--- Passage for review ---

[Start of section]

How a pandemic-related drop in Oregon Lottery revenues could lead to a rise in invasive plants

Spiky-stemmed gorse pushes out native plants — and COVID-19 is imperilling measures to keep it in check.

 

The lush, brilliant yellow flowers of gorse stretch for miles on the dunes along the Oregon coast. The invasive bush was introduced to the area in the 1890s, and has since dominated over 55,000 acres in Oregon. Its spread has pushed out native plants, hastening erosion on steep slopes and rendering fields once used for grazing or farming unusable. Because gorse’s waxy leaves are laden with flammable oil, it’s also a fire hazard: In the 1930s, a fire fueled by the plant destroyed the entire town of Bandon, and gorse fires have popped up along the southern Oregon coast as recently as 2015.

Dustin Williams, the vegetation management foreman with the Curry Watersheds Partnership, applies herbicide to gorse on a private ranch in Brookings, Oregon. This type of work is made possible by state funds, some of which are tied to the Oregon state lottery.
Erin Minster/Curry Watersheds Partnership

Gorse is also extremely tenacious — its roots are extensive, and some experts believe its seeds can be viable for up to 70 years. Sherri Laier, the noxious weeds program coordinator at the Coquille Watershed Association in southwest Oregon, calls it “a really nasty plant” — its spiky stems deter easy removal and require years’ worth of herbicide treatments, followed by regular monitoring for new growth. More extreme infestations require a team of workers using chainsaws and excavators. Typically, the association relies on grants from state agencies to fund this work, but next year, that funding may not continue. The culprit? An odd combination of factors: The coronavirus pandemic — and the Oregon Lottery.

Like other state lotteries, the Oregon Lottery gives a portion of its revenue to state agencies and funds. For example, the Oregon Lottery provides 15% of its net earnings — around $107 million in 2019 — to the Parks and Natural Resources Fund. The fund is split evenly between the state’s parks department and the Oregon Watershed Enhancement Board, which offers grants to nonprofits, universities, tribes and conservation districts for projects benefiting natural areas and waterways. Those contributions were baked into the agencies’ budgets long before anyone had heard of COVID-19 — or realized that the state’s lottery revenue would drop drastically because of it. “We were hit pretty hard,” said Matt Shelby, the lottery’s community and corporate engagement manager.

The pandemic has affected Oregon in particular due to the popularity of its video lottery games, which are stationed inside bars and restaurants. (State lotteries which rely on scratch-off and ticket-based games sold at gas stations and grocery stores, like Washington’s Lottery and WyoLotto, have seen sales rise in recent months.) According to the Oregon Lottery’s 2019 financial report, nearly three-quarters of its 2019 revenue came from digital games; when the establishments hosting them shut down due to stay-at-home orders, that revenue fell to zero “literally overnight,” Shelby said.

[End of section]

--- Exercise data ---
[Start of section]

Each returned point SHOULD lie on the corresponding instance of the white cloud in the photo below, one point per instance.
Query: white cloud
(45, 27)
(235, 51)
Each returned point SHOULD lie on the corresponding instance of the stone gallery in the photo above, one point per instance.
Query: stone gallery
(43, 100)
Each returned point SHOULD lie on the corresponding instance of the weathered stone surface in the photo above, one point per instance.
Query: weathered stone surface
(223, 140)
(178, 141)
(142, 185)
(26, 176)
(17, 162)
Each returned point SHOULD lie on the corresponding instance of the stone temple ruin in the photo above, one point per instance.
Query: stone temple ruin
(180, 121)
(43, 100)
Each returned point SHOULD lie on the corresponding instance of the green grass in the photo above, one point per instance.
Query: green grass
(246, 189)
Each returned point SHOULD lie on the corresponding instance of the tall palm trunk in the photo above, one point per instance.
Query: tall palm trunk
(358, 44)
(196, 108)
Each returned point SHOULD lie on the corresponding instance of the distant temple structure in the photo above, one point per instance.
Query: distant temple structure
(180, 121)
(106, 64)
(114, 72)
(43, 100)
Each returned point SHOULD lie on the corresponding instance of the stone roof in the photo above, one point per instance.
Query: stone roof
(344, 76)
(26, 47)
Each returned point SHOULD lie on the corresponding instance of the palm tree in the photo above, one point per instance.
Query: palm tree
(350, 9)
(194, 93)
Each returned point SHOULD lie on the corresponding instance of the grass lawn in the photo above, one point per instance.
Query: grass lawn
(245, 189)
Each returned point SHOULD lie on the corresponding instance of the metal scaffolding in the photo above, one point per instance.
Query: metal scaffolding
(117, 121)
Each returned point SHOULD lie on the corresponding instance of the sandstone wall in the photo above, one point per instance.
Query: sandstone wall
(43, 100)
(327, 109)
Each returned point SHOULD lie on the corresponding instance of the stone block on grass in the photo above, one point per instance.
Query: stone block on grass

[End of section]

--- Parts of the exercise ---
1. Write out the stretch of the gorse article from "Gorse is also" through "the Oregon Lottery.".
2. Answer these questions from the gorse article:
(a) In what decade was gorse introduced to the Oregon coast?
(b) What percentage of its net earnings does the Oregon Lottery provide to the Parks and Natural Resources Fund?
(c) Where are Oregon's video lottery games stationed?
Draw only on the article about gorse and the Oregon Lottery, not on the items or outside knowledge.

--- Answers provided ---
1.
Gorse is also extremely tenacious — its roots are extensive, and some experts believe its seeds can be viable for up to 70 years. Sherri Laier, the noxious weeds program coordinator at the Coquille Watershed Association in southwest Oregon, calls it “a really nasty plant” — its spiky stems deter easy removal and require years’ worth of herbicide treatments, followed by regular monitoring for new growth. More extreme infestations require a team of workers using chainsaws and excavators. Typically, the association relies on grants from state agencies to fund this work, but next year, that funding may not continue. The culprit? An odd combination of factors: The coronavirus pandemic — and the Oregon Lottery.

2.
(a) The 1890s.
(b) 15%.
(c) Inside bars and restaurants.